### LISTED RECORDS

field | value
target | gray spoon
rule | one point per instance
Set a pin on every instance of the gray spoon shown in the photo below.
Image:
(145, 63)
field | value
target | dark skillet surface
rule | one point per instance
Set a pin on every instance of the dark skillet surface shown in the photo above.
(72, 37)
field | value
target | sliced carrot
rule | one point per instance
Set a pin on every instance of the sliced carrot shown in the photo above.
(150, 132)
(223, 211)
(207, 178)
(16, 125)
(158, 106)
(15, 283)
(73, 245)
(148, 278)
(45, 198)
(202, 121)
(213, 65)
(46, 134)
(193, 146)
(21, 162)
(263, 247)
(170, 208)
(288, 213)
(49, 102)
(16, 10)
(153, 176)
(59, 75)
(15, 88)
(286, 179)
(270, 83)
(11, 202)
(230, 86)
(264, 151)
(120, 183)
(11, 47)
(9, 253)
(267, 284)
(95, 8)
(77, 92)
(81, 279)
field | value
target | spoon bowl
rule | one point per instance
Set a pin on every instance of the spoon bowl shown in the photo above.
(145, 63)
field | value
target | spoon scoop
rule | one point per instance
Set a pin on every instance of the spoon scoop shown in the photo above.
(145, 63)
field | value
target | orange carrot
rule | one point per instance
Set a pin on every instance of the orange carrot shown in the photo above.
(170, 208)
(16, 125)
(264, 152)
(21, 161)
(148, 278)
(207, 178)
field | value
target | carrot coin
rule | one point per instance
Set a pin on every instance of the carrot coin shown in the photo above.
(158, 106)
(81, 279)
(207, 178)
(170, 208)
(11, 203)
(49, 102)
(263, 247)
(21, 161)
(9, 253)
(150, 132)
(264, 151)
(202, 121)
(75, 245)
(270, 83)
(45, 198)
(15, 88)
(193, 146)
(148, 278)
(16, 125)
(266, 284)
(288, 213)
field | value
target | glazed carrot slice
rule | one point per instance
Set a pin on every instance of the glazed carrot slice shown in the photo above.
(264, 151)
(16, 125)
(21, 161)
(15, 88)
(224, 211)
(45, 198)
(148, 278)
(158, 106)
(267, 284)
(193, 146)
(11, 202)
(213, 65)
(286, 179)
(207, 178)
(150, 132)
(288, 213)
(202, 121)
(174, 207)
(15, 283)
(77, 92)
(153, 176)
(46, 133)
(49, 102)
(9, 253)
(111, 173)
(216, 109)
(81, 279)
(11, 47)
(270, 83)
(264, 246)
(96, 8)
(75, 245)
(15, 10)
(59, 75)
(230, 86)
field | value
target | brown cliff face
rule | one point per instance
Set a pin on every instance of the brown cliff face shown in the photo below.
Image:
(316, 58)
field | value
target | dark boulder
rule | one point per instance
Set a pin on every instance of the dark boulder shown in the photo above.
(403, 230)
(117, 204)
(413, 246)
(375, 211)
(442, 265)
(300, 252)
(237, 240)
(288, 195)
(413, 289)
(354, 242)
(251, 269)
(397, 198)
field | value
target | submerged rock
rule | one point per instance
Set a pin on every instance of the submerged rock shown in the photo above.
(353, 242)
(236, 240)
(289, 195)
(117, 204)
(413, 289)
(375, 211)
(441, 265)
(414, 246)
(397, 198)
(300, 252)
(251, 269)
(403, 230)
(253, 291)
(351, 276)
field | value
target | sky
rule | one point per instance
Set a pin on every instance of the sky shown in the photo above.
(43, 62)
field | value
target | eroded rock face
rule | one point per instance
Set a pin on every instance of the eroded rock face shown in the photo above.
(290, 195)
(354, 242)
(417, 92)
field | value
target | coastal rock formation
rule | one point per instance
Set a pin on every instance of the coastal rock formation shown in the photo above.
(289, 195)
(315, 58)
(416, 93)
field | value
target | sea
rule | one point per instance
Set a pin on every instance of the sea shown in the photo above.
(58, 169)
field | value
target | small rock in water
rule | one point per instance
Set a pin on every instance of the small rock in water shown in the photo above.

######

> _TASK TO COMPLETE_:
From the line containing "target | sea" through the final line of the listing above, retype every line exactly; leave out everything else.

> _WRITTEN SOLUTION_:
target | sea
rule | one point per instance
Set a pin on every instance of the sea shown in the photo above.
(58, 169)
field | value
target | small rock in water
rule | one point per instance
Set a pin on every instance of the small rock in water shown in the photo above.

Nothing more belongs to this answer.